:: MATERIAL PROVIDED
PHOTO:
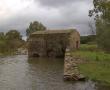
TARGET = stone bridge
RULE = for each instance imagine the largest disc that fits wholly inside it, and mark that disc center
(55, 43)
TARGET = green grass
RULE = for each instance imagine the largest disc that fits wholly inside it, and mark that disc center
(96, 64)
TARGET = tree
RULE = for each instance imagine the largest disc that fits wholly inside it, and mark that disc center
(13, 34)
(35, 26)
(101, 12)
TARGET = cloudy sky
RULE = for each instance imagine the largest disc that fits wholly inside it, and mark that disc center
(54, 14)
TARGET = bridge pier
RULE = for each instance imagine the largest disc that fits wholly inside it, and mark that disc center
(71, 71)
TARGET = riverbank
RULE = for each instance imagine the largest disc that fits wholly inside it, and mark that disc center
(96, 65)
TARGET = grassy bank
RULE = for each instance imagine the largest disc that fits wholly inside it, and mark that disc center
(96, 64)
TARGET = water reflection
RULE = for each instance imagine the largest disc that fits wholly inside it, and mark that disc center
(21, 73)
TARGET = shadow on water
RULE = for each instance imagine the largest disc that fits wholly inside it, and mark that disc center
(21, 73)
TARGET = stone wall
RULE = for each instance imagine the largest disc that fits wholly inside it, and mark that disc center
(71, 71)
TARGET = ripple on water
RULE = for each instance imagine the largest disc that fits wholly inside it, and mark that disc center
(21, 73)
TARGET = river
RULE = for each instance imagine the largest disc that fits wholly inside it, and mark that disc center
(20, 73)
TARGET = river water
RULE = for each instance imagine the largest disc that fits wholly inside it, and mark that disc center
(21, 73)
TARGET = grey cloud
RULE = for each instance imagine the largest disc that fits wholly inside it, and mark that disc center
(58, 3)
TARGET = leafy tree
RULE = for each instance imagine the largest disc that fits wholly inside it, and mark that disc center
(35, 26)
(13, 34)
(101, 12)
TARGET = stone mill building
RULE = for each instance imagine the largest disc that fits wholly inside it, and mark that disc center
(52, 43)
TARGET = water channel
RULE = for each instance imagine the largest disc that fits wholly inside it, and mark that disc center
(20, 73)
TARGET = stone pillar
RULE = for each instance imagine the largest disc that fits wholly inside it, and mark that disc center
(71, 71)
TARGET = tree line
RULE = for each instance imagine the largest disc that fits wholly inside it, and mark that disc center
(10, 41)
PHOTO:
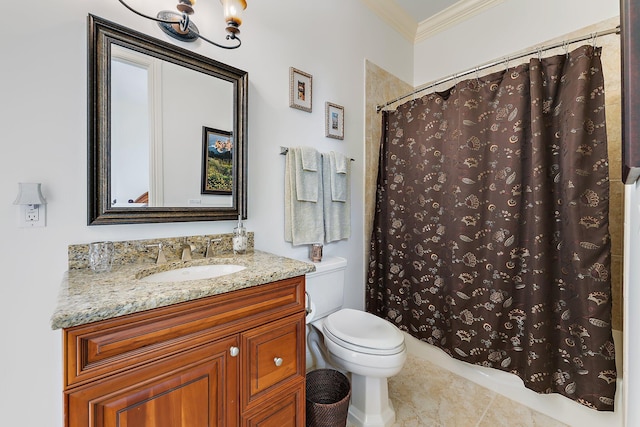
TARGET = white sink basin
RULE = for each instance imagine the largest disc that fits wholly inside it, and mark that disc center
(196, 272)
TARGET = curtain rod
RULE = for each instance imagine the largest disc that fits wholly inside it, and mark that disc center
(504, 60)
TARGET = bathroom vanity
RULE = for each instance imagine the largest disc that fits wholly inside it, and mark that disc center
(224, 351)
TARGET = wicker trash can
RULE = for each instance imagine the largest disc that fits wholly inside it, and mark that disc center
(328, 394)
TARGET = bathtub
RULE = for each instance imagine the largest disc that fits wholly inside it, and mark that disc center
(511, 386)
::::
:: MATERIAL PROVIDED
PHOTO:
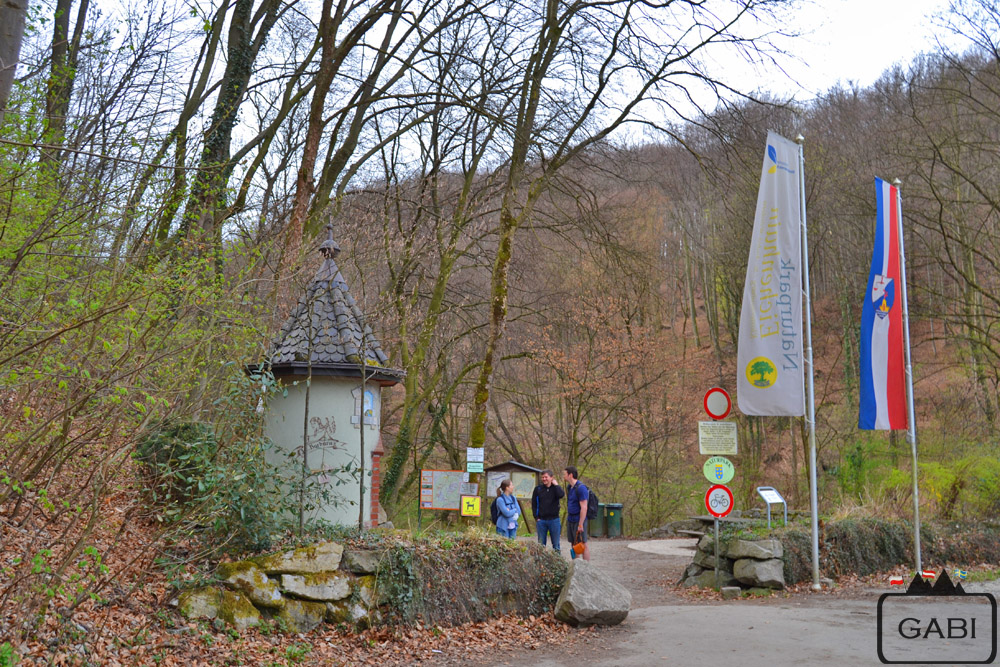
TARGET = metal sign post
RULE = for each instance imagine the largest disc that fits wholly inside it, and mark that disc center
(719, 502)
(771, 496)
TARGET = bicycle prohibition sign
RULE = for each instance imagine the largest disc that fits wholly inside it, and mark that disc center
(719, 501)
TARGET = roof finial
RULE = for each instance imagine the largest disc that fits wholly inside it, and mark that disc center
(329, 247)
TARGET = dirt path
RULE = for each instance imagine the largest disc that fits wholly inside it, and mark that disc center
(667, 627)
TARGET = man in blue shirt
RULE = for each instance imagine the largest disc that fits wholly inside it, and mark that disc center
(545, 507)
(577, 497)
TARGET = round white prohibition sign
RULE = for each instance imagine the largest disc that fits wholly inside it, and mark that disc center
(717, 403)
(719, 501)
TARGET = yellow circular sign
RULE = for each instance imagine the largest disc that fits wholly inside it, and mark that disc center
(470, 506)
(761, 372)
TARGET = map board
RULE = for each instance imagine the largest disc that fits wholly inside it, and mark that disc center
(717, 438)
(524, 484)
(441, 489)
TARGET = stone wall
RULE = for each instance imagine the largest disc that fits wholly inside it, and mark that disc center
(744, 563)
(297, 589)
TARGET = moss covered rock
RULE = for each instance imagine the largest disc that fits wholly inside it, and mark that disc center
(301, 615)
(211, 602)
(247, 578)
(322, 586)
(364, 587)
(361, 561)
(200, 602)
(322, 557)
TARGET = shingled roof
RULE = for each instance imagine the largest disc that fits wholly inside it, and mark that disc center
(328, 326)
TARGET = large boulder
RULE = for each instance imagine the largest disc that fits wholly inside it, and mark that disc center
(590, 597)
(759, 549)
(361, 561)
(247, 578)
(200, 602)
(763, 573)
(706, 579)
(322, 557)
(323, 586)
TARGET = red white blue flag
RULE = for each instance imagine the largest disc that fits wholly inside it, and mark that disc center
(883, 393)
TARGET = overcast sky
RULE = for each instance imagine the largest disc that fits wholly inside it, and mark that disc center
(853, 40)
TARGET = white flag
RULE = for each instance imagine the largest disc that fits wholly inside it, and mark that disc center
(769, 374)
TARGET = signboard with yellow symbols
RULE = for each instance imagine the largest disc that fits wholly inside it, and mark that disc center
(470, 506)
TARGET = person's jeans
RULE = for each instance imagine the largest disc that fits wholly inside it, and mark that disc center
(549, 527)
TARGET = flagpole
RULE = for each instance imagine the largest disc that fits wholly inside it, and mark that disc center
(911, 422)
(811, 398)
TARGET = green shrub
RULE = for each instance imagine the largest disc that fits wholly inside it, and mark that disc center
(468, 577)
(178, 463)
::::
:: MATERIAL PROVIDED
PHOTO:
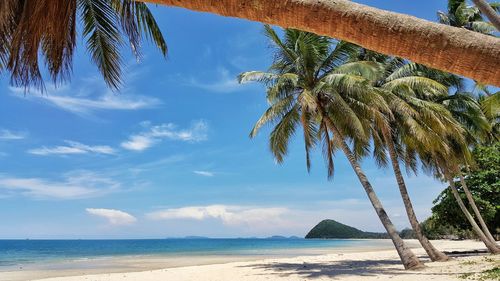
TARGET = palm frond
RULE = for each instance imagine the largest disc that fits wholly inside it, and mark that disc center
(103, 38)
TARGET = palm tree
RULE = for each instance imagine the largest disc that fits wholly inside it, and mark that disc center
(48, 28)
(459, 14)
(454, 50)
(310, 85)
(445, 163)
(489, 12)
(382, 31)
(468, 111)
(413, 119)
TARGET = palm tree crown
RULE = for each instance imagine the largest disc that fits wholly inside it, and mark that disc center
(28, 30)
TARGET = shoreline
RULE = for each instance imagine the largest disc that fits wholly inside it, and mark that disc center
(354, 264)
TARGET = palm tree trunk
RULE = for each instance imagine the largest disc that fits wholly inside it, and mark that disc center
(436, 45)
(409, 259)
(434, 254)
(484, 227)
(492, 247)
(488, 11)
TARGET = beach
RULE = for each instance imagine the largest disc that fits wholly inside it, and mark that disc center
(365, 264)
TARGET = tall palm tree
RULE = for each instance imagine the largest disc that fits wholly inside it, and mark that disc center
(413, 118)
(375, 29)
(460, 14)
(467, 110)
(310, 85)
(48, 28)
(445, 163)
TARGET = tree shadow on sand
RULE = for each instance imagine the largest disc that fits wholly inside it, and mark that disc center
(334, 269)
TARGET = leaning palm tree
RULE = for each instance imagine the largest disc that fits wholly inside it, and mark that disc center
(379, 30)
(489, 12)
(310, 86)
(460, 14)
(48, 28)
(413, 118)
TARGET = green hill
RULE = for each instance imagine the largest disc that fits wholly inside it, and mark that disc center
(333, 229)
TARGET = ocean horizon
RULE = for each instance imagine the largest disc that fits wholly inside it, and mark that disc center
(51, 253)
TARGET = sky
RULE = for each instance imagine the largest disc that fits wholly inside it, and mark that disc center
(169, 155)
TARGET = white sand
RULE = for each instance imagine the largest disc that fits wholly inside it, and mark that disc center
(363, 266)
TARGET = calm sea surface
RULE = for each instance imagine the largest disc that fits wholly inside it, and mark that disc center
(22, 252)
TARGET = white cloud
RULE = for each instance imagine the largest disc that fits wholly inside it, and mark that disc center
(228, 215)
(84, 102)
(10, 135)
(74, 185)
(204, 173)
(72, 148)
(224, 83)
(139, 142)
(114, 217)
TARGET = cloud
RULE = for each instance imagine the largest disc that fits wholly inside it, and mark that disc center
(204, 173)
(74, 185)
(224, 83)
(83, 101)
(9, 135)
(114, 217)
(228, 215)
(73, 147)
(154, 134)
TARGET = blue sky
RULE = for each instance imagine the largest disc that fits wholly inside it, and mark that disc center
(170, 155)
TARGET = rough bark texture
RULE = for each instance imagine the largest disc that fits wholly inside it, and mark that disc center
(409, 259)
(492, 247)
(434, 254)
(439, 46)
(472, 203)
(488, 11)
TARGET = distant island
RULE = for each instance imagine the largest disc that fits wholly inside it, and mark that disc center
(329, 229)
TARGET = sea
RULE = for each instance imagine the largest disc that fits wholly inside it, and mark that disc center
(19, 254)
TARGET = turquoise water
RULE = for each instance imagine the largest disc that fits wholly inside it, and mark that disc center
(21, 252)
::::
» **EXERCISE DIRECTIONS**:
Pull out every line from the rows above that contains the word "green", and copy each one in full.

» **ANSWER TO THE TASK**:
TARGET = green grass
TARGET = green shrub
TARGET = green hill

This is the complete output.